WHAT YOU ARE ASKED TO DO: Please restate each entry exactly, without skipping any.
Segment Start: LISTED ENTRIES
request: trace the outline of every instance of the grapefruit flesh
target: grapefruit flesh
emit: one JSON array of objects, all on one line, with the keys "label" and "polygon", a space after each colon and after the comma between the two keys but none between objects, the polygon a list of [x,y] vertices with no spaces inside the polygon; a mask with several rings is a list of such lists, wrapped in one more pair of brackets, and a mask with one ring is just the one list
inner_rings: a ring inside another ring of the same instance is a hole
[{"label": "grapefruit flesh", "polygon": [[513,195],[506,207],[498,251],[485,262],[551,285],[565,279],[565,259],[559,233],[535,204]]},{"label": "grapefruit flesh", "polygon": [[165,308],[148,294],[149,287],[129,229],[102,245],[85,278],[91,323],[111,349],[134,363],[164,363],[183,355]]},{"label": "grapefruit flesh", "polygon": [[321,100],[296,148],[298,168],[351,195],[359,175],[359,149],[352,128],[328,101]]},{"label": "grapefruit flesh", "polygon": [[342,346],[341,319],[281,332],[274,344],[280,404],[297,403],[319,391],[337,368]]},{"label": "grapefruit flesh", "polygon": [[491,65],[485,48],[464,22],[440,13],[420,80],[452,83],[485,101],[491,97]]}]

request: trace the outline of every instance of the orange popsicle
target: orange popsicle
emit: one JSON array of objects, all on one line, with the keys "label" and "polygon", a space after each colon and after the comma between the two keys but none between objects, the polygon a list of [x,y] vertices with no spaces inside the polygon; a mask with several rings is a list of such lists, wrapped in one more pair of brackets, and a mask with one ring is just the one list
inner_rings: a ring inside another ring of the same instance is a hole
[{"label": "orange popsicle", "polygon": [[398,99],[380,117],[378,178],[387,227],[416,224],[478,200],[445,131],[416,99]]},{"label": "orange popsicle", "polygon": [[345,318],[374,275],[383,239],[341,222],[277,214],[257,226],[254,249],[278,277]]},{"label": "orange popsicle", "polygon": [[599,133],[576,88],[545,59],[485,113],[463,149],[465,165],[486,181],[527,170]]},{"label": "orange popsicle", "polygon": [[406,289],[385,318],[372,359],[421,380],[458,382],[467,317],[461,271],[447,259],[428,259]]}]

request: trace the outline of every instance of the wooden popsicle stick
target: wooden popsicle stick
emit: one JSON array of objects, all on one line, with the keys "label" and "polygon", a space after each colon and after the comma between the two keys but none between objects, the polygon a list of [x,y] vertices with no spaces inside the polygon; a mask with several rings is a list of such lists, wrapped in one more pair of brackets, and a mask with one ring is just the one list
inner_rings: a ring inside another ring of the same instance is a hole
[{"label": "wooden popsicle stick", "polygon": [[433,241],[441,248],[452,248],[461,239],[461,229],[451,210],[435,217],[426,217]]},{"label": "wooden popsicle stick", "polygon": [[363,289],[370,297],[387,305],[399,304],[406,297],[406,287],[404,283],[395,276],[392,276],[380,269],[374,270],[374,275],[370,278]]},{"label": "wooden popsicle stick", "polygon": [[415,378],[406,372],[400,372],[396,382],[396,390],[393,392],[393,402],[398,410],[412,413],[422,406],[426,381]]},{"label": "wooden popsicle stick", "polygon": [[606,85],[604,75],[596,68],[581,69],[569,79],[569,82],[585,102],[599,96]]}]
Segment End: LISTED ENTRIES
RESULT BELOW:
request: trace the outline of every instance of the grapefruit flesh
target: grapefruit flesh
emit: one JSON array of objects, all on one line, with the keys "label" and "polygon", a space after each colon and after the comma between the two keys but none between objects, the polygon a list of [x,y] vertices with no spaces inside the polygon; a mask with several rings is a list of such lists, wrapped in one more pair of brackets, and a mask with one ring is just the one list
inner_rings: a ring inside another ring of the same instance is a hole
[{"label": "grapefruit flesh", "polygon": [[513,195],[506,207],[498,251],[485,262],[551,285],[565,279],[565,259],[559,233],[535,204]]},{"label": "grapefruit flesh", "polygon": [[165,308],[148,294],[149,287],[129,229],[102,245],[85,278],[91,323],[111,349],[134,363],[164,363],[183,355]]},{"label": "grapefruit flesh", "polygon": [[321,100],[296,148],[298,168],[351,195],[359,175],[359,149],[352,128],[328,101]]},{"label": "grapefruit flesh", "polygon": [[342,346],[341,319],[281,332],[274,344],[280,404],[297,403],[319,391],[337,368]]},{"label": "grapefruit flesh", "polygon": [[491,65],[485,48],[464,22],[440,13],[420,80],[452,83],[485,101],[491,97]]}]

request: trace the outline of every instance of the orange popsicle
target: orange popsicle
emit: one JSON array of objects, all on one line, with the keys "label" and "polygon", a space after each colon and after the comma between the two keys but none between objects, the polygon a list of [x,y] vertices with no spaces inside the polygon; a mask with several rings is a list of such lists, wrapped in one more pair of brackets, and a mask with one ring is just the one list
inner_rings: a ring inside another ring of the same instance is a hole
[{"label": "orange popsicle", "polygon": [[398,99],[380,117],[378,178],[387,227],[416,224],[478,200],[445,131],[416,99]]},{"label": "orange popsicle", "polygon": [[345,318],[374,275],[383,239],[341,222],[277,214],[257,226],[254,249],[278,277]]},{"label": "orange popsicle", "polygon": [[599,133],[576,88],[545,59],[485,113],[463,149],[465,165],[486,181],[527,170]]},{"label": "orange popsicle", "polygon": [[406,289],[385,318],[372,359],[421,380],[458,382],[467,317],[461,271],[447,259],[428,259]]}]

request: trace the outline of every instance of the wooden popsicle stick
target: wooden popsicle stick
emit: one JSON array of objects, all on one line, with the keys "label" and "polygon", a space after each colon and after the comma between the two keys but none between objects, the polygon a list of [x,y] vertices with no spaces inside the polygon; a mask with several rings is a list of such lists, wrapped in one more pair of brackets, and a mask with one ring is just the one list
inner_rings: a ring inside another ring of the same instance is a hole
[{"label": "wooden popsicle stick", "polygon": [[433,241],[441,248],[452,248],[461,239],[461,229],[451,210],[435,217],[426,217]]},{"label": "wooden popsicle stick", "polygon": [[363,289],[370,297],[387,305],[399,304],[406,297],[406,287],[404,283],[395,276],[392,276],[380,269],[374,270],[374,275],[370,278]]},{"label": "wooden popsicle stick", "polygon": [[415,378],[406,372],[400,372],[396,382],[396,390],[393,392],[393,402],[398,410],[412,413],[422,406],[426,381]]},{"label": "wooden popsicle stick", "polygon": [[606,85],[604,75],[596,68],[581,69],[569,79],[569,82],[585,102],[599,96]]}]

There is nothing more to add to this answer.